What needs to be done: Present each line of the data below as a numbered list, skipping blank lines and leaving the pictures out.

===== Supplied material

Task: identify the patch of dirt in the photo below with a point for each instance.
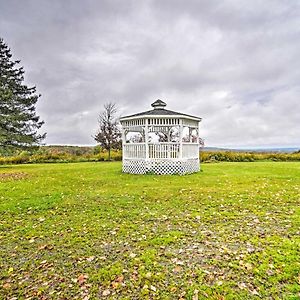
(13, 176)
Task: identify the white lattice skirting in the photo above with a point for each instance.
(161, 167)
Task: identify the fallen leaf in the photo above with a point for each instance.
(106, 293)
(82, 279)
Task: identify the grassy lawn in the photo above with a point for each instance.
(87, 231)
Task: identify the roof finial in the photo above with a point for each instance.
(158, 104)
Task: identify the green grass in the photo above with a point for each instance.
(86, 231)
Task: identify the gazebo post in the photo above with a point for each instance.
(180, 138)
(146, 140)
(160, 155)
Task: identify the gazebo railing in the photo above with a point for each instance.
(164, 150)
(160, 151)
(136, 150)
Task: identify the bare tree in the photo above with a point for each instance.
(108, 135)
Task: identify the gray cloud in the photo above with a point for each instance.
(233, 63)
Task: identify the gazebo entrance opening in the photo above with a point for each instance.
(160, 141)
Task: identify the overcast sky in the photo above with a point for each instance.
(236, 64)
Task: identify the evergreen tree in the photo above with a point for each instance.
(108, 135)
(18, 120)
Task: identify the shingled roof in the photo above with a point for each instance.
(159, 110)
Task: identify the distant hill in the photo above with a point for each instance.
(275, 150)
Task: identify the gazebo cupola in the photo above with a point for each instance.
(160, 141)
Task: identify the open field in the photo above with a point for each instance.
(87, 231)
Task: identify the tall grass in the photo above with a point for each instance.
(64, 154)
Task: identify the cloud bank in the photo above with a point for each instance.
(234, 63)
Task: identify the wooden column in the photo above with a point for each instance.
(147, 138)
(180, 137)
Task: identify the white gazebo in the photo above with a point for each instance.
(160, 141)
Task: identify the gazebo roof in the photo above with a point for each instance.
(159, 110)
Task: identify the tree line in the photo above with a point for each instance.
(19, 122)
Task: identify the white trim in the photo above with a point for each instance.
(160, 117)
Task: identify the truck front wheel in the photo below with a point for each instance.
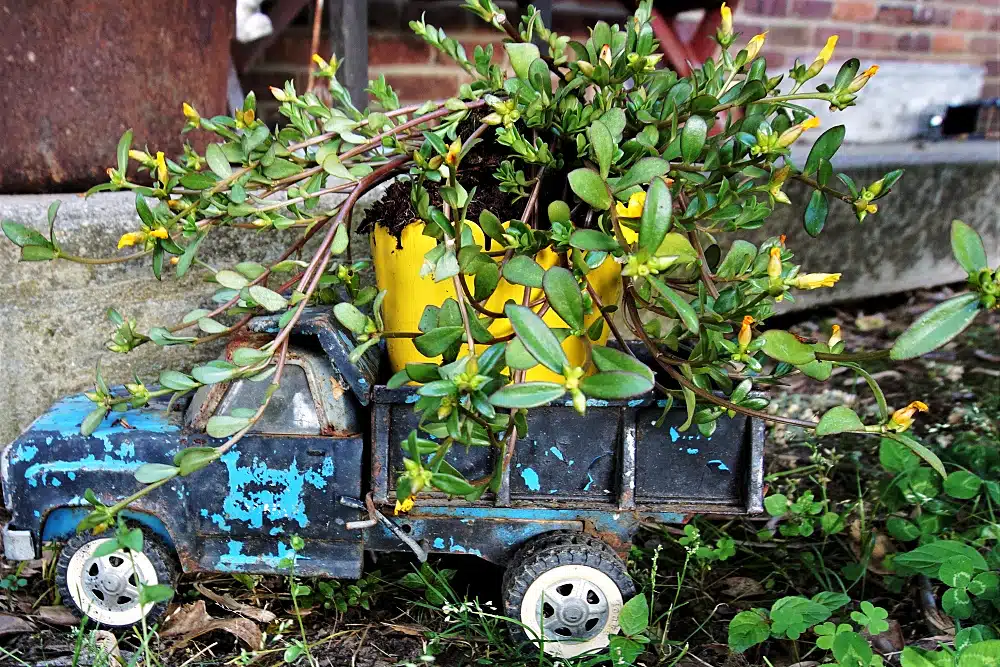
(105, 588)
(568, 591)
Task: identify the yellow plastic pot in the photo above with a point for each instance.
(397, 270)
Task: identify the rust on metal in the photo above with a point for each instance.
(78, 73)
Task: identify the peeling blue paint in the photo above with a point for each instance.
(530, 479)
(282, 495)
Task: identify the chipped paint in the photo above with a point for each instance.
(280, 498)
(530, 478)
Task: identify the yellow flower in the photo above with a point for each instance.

==========

Output below:
1. Task: identify the patch of dirt in the photo below with a point for each instance.
2. (13, 176)
3. Task: identify the white lattice skirting in the photo above with a point for each instance.
4. (161, 167)
5. Task: identify the fallen leaf in the photo above with a point for each instance.
6. (106, 293)
7. (82, 279)
8. Task: identify the grassy lawn in the photo above with a point for each instance.
9. (87, 231)
10. Task: identify the roof finial in the photo above with a point for each instance.
11. (158, 104)
12. Task: identify the green grass in the photo above with a point for each instance.
13. (86, 231)
14. Task: identify the gazebo post in the photo above with a point for each instance.
15. (180, 138)
16. (146, 140)
17. (160, 155)
18. Task: identify the gazebo railing in the photo above with a point for each instance.
19. (164, 150)
20. (160, 151)
21. (136, 150)
22. Task: identify the bare tree in the photo above with a point for each instance.
23. (108, 135)
24. Task: identify the gray cloud in the photo above with a point for each instance.
25. (233, 63)
26. Task: identify the gazebo entrance opening in the photo above with a point for each instance.
27. (160, 141)
28. Task: identify the overcast sky in the photo above with a point for each instance.
29. (236, 64)
30. Task: identify the evergreen tree in the photo above with a point for each instance.
31. (108, 135)
32. (18, 120)
33. Task: identify the shingled roof in the photo above with a point for each instance.
34. (159, 110)
35. Task: identify the distant hill in the photo above with a point for each instance.
36. (275, 150)
37. Task: identify the gazebo cupola in the photo above with a point for each instance.
38. (160, 141)
39. Task: identify the open field in the photo above with a point for each instance.
40. (87, 231)
41. Task: identify the tall grass in the photo above with a point for each instance.
42. (64, 154)
43. Task: identify the cloud bank in the photo above with a point for each instance.
44. (234, 63)
45. Task: identify the wooden column in the photo above with a point for each instance.
46. (147, 138)
47. (180, 137)
48. Task: identify the white gazebo in the photo above with a point for each instance.
49. (160, 141)
50. Task: identify the gazebo roof in the photo above with a point for each instance.
51. (159, 110)
52. Task: identify the tree line in the photo above with a point for each instance.
53. (19, 122)
54. Task: identify the white trim in the photo above with a point for each instance.
55. (160, 117)
56. Task: identify the truck front wheel in the photo below with a point for each instance.
57. (105, 588)
58. (568, 591)
59. Task: identify the yellow plastic pot in the photo above with a point for each instance.
60. (397, 270)
61. Task: identify the rust on metal in the photo above with a point for each instance.
62. (78, 73)
63. Task: identify the peeling blue paint in the photo above with a point for each instance.
64. (530, 479)
65. (282, 495)
66. Task: identify the chipped paint in the photo above with a point for each instance.
67. (280, 498)
68. (530, 478)
69. Task: identify the yellow flower in the photo above with a point for each instance.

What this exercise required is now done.